Segmentation labeling entries
-------
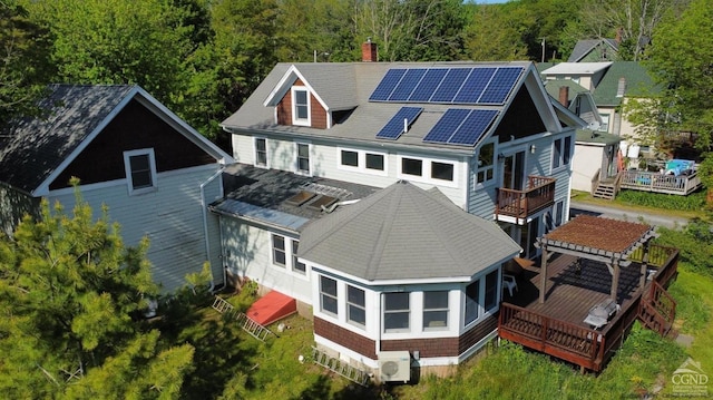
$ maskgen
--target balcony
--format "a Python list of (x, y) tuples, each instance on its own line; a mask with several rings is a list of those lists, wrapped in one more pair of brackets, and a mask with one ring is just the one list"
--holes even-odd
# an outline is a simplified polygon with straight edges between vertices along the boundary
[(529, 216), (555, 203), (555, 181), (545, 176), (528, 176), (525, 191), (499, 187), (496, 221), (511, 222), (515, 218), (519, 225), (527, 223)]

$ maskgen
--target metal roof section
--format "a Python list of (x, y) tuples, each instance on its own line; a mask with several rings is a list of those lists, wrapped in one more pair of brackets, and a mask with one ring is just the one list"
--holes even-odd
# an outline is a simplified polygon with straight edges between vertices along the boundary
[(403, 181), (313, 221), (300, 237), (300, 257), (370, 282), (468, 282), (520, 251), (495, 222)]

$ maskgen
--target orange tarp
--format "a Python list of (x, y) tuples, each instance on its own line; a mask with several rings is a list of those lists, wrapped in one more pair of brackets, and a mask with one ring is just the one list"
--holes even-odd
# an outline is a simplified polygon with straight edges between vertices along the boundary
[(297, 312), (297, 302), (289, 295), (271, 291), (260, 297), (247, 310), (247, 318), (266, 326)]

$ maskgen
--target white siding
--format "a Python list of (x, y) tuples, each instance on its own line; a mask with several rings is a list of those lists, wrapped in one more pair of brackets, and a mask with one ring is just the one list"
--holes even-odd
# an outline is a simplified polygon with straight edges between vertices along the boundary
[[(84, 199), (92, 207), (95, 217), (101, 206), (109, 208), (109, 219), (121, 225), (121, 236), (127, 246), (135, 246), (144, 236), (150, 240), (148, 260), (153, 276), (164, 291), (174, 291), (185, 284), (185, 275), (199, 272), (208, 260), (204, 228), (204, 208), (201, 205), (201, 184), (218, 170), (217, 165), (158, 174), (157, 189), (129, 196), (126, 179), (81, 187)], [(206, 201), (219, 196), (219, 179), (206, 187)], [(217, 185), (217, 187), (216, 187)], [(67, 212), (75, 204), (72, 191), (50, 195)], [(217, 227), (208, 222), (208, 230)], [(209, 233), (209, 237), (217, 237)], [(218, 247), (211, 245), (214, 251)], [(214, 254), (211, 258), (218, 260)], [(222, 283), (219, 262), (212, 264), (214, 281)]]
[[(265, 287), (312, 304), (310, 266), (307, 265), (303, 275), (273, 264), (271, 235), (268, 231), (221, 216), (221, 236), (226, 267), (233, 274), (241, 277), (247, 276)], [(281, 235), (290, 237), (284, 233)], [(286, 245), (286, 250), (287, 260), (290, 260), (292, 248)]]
-------
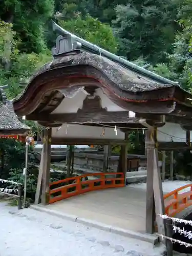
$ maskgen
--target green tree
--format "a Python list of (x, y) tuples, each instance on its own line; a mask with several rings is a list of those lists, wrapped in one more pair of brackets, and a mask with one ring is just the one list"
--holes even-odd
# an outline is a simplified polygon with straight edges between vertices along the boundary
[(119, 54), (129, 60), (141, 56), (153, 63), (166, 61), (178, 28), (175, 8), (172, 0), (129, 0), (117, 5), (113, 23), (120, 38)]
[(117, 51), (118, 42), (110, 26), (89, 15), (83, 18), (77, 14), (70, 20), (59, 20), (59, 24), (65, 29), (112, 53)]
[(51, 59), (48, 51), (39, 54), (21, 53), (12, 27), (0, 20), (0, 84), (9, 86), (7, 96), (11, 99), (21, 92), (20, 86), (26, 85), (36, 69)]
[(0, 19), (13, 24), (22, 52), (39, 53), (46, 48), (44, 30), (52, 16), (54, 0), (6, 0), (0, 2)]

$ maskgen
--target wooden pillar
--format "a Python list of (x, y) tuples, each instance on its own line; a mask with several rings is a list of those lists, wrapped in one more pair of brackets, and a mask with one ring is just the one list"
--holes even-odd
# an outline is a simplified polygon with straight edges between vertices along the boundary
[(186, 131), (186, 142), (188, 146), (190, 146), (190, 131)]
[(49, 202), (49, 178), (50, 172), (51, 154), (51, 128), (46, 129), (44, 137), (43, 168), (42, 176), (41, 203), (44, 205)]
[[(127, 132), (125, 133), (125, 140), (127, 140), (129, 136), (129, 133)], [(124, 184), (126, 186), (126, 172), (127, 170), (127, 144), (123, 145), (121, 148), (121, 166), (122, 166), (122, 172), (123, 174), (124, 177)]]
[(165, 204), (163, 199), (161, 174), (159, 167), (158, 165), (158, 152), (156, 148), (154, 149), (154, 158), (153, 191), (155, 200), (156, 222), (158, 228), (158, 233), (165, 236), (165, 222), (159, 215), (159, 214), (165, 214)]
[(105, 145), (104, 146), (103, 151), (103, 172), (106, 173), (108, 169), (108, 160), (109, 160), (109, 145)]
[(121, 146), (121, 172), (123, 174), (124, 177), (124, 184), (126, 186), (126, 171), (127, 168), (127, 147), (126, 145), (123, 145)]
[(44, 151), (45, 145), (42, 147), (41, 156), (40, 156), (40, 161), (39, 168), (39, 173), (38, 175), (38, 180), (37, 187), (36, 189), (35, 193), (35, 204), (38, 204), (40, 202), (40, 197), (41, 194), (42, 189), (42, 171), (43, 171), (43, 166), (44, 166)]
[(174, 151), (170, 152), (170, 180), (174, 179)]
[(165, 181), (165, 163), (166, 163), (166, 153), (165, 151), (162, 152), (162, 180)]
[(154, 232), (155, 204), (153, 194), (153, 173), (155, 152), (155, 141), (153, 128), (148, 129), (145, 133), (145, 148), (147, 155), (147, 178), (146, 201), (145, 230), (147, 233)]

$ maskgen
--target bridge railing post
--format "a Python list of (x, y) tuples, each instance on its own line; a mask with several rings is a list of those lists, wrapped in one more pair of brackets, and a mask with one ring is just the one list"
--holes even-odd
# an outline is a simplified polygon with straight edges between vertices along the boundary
-------
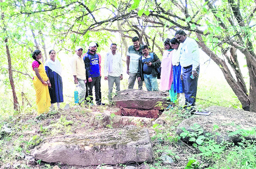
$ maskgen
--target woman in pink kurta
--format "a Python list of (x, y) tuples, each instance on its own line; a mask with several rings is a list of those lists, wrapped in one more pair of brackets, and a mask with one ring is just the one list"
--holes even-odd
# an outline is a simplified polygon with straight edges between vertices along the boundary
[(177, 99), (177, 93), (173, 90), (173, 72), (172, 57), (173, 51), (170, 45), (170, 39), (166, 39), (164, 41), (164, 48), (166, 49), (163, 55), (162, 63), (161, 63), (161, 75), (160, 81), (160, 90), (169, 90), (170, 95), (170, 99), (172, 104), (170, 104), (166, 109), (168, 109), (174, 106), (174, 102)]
-------
» **REQUEST**:
Locate each line in the rows above that contains the string "target" and copy those lines out in full.

» **RESPONSE**:
--target balcony
--target metal roof section
--target orange tarp
--target white siding
--target green tree
--target wooden pillar
--target bridge railing post
--target woman in pink kurta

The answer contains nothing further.